120……What a stupid number.  I hope I never see it again.  Well maybe that’s not entierly true, but to be honest I really don’t care if I ever see it again. Want to know why?  Because it is a number. A NUMBER.  It is NOT ME.  I am not that number.  It took me over 10 years to figure out that weighing 120lbs does not define who I am.  It does not determine my happiness. “HELLO Natalie WAKE UP!! Until I started to open up my ears,eyes and my mind I didn’t get the call.

My sister in law (who should be referenced more in this blog due to her countless advice over the years) gave me some advice a while back that I FINALLY ended up taking (but not without learning the hard way). The advice she gave me was not to weigh myself, and if I was going to do so, don’t do it often. I used to weigh myself every other day…and once I realized that wasn’t a good idea I limited it to once a week. Once a week seemed reasonable, it wasn’t everyday and it would help track my weight loss (or gain..eek!).  The only problem was when weigh day came, if I did not see the exact results I was looking for, I immediately got discouraged and made myself feel awful. When I started making healthy changes in my life, I decided that I would wait six weeks between weighing myself. I was sure this was a great idea!

• **The tasks**:
• 1. Decide whether each statement agrees with the blog excerpt on weighing oneself: (a) the writer's sister-in-law advised against weighing often, (b) the writer once stepped on the scale every single day, (c) after starting healthy changes, the writer chose to wait six weeks between weigh-ins. Answer yes or no for each, quoting the words of the excerpt that settle it.
• 2. Echo the blog excerpt on weighing oneself word for word, from "120……What a stupid" up to and including "didn’t get the call.".

• **Collected data**:
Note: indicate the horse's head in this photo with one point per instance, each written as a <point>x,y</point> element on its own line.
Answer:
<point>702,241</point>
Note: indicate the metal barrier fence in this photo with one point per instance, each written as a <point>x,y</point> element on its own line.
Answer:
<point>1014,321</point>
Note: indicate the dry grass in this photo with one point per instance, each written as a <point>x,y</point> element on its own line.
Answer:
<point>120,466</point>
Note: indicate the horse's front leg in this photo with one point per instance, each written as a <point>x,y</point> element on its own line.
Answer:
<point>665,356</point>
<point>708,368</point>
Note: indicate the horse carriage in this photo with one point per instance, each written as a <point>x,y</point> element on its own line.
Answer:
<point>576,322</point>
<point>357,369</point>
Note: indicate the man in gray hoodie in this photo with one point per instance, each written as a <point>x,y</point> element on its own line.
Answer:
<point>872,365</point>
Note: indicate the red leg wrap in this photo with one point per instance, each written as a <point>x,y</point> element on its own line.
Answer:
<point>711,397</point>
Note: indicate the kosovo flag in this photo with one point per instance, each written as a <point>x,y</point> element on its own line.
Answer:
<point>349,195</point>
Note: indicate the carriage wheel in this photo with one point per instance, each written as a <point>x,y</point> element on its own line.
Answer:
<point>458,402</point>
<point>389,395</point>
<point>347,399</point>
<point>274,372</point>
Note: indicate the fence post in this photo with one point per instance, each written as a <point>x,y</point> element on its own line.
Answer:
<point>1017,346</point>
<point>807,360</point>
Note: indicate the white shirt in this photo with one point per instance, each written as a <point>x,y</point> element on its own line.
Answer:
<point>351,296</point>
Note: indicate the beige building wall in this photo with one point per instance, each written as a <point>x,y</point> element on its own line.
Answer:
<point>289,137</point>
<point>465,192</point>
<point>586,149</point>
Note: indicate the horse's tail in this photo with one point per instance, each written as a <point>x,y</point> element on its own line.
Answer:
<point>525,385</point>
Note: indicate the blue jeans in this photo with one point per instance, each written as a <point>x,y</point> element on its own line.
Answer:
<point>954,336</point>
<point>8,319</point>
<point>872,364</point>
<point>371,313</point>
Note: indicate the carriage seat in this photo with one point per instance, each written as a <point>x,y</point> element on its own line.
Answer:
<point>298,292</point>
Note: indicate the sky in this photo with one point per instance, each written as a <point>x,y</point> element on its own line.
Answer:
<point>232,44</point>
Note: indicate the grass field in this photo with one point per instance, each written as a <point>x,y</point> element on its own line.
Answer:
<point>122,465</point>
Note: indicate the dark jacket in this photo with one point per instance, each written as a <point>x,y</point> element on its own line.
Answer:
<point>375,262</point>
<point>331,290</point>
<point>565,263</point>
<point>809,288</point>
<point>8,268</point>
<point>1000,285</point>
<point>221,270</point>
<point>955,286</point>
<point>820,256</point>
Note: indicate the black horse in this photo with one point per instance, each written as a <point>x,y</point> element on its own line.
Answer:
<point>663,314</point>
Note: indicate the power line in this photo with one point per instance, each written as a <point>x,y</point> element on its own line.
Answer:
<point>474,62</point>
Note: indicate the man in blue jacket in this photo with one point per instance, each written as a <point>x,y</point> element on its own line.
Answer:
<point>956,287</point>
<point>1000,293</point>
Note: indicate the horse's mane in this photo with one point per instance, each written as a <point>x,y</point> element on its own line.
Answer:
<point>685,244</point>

• **Task-by-task solutions**:
• 1.
(a) Yes: "The advice she gave me was not to weigh myself, and if I was going to do so, don’t do it often."
(b) No: "I used to weigh myself every other day"
(c) Yes: "I decided that I would wait six weeks between weighing myself."

• 2.
120……What a stupid number.  I hope I never see it again.  Well maybe that’s not entierly true, but to be honest I really don’t care if I ever see it again. Want to know why?  Because it is a number. A NUMBER.  It is NOT ME.  I am not that number.  It took me over 10 years to figure out that weighing 120lbs does not define who I am.  It does not determine my happiness. “HELLO Natalie WAKE UP!! Until I started to open up my ears,eyes and my mind I didn’t get the call.